--- Task material ---
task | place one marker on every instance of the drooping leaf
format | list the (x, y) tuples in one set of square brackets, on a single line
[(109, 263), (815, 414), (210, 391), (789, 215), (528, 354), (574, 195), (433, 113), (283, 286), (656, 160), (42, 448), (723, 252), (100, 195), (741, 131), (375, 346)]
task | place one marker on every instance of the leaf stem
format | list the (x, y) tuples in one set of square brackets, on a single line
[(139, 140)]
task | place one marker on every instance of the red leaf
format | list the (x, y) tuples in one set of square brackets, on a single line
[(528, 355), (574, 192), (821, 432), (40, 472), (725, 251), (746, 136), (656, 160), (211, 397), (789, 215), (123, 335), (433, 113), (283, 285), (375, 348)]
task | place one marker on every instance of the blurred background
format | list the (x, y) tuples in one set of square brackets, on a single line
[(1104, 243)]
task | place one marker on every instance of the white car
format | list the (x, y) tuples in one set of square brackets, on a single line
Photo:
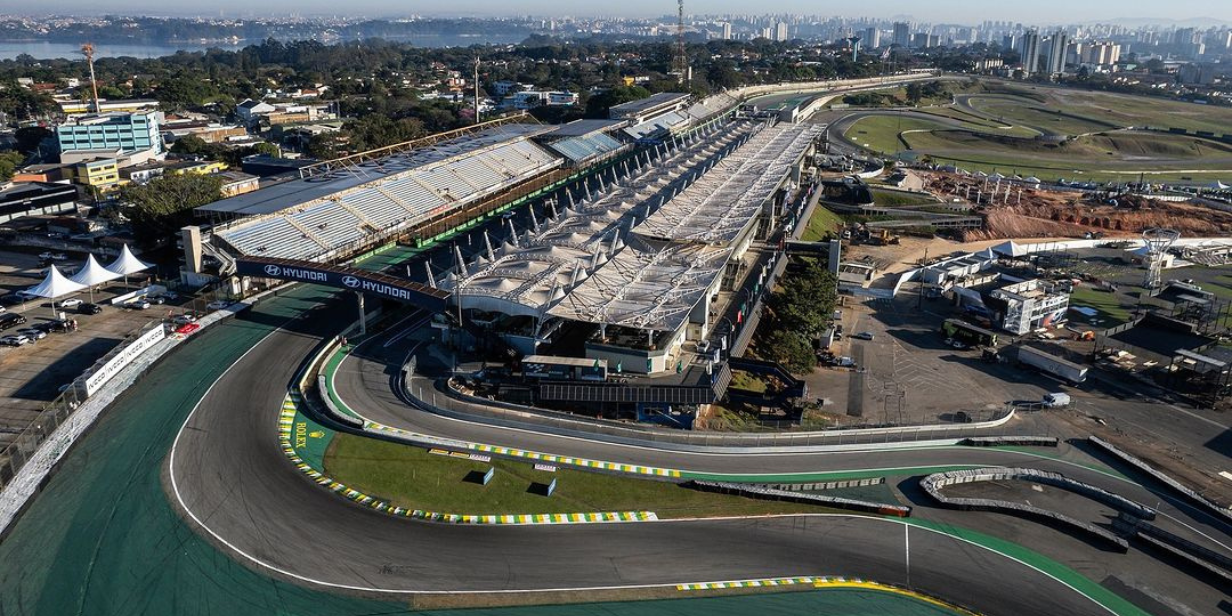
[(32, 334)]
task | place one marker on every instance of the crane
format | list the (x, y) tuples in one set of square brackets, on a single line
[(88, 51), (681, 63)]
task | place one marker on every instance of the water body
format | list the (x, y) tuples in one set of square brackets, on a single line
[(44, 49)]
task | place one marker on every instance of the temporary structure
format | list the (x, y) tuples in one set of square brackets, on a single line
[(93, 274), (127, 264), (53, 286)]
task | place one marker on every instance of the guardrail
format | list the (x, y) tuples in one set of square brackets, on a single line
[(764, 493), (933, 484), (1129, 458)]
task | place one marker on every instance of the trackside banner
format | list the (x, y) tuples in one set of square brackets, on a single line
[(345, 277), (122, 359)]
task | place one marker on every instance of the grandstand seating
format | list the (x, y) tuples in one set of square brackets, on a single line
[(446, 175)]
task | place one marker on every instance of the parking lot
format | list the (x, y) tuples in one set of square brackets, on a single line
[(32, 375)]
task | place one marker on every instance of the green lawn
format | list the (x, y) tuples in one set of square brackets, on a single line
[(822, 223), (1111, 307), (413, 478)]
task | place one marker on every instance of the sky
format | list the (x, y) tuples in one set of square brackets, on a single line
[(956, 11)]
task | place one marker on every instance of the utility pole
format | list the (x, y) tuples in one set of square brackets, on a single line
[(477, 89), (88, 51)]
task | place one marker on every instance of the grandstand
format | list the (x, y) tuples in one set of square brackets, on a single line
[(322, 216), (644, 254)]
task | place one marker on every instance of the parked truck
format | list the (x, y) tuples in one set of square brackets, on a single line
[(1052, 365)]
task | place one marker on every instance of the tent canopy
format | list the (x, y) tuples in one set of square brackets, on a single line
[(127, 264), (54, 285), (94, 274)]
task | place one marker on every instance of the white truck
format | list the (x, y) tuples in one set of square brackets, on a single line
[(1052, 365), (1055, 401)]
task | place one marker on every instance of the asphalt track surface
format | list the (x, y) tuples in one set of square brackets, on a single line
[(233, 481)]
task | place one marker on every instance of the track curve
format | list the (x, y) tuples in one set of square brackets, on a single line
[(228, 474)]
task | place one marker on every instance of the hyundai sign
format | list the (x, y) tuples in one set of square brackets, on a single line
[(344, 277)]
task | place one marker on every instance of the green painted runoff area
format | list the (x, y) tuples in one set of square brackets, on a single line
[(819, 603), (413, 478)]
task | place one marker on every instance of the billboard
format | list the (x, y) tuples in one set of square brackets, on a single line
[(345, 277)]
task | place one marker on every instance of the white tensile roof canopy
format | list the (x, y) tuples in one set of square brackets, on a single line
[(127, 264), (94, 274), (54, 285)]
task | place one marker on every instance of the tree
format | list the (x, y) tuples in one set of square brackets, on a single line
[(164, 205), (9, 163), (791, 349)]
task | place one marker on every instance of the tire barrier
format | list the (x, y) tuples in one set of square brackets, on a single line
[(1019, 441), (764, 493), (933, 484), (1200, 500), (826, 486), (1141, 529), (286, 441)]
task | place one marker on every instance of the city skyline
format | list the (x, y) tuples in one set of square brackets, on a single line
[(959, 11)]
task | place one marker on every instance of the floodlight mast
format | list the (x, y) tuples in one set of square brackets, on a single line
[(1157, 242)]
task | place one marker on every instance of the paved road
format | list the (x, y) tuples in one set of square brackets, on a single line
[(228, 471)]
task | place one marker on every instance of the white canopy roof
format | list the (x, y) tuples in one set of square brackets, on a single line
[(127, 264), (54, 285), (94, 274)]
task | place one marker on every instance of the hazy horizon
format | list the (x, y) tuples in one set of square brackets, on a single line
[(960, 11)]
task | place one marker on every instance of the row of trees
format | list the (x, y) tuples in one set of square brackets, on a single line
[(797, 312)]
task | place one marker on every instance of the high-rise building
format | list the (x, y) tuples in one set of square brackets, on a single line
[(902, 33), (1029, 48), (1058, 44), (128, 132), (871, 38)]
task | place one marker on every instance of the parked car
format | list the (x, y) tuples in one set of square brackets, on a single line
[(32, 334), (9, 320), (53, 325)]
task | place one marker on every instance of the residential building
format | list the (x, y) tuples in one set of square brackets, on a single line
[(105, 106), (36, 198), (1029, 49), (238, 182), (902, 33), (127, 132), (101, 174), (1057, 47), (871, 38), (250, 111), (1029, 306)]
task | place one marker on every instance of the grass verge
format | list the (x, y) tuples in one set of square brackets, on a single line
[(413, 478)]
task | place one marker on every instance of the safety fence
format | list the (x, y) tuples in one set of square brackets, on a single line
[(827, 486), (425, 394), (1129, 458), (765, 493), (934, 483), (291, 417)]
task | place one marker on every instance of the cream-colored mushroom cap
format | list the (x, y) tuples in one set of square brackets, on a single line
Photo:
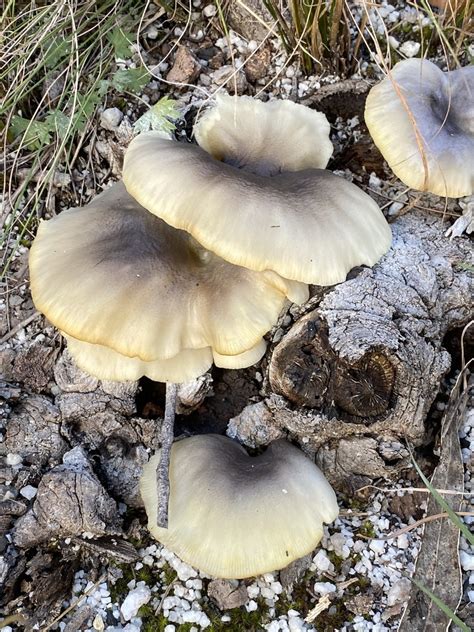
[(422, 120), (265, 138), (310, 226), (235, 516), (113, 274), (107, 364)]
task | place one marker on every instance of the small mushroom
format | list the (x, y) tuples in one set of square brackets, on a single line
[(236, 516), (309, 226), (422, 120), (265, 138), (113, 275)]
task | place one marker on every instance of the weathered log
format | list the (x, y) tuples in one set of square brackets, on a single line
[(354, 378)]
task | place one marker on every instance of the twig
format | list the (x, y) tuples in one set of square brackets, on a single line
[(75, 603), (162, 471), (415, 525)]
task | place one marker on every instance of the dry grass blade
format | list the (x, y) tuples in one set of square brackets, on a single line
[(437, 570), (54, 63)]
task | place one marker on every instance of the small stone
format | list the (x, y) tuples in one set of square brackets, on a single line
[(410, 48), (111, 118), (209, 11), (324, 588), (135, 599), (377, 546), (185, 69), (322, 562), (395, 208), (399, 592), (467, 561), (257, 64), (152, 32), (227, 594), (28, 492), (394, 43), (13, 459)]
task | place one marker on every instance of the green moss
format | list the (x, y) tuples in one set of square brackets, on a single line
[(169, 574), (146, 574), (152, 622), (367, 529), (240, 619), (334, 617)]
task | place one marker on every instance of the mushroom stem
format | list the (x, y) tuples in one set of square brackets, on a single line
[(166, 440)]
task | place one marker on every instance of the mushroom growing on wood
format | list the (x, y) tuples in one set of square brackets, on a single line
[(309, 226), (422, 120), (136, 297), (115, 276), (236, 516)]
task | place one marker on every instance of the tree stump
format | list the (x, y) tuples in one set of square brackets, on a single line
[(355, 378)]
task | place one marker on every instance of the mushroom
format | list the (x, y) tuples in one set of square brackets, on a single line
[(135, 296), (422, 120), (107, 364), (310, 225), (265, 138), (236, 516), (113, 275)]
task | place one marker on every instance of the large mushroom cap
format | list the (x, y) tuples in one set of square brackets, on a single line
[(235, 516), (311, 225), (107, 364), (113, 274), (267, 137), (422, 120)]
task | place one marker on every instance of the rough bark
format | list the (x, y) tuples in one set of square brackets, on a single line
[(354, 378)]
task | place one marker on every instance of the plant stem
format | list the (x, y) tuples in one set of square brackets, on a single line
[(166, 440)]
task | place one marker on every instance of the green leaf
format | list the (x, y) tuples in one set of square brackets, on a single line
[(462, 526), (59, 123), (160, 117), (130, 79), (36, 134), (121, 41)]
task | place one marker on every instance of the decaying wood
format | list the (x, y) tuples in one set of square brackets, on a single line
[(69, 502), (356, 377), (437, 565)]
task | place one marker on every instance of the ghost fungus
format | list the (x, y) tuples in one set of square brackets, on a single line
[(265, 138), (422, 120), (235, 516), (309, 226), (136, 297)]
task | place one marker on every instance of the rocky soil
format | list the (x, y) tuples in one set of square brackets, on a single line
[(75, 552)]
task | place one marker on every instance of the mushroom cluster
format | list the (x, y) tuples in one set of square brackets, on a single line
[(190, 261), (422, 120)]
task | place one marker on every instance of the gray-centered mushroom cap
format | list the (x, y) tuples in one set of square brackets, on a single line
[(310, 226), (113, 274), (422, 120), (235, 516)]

--- Goal ---
Rewrite the lines that begin at the line containing "the green leaf" and end after the line containing "[(69, 502), (356, 377), (437, 565)]", replacing "decaying wood" with "rotting wood" and leaving all else unchanged.

--- Output of the task ---
task | place one marker on every instance of the green leaf
format | list the (x, y) tuples in one set of square brackets, on a single line
[(462, 526), (59, 123), (160, 117), (130, 79), (36, 134), (121, 41)]
task | place one marker on every instance of the rotting wood
format | list the (x, y) tuples in one set of square brackets, on a single line
[(69, 502), (356, 377), (437, 565)]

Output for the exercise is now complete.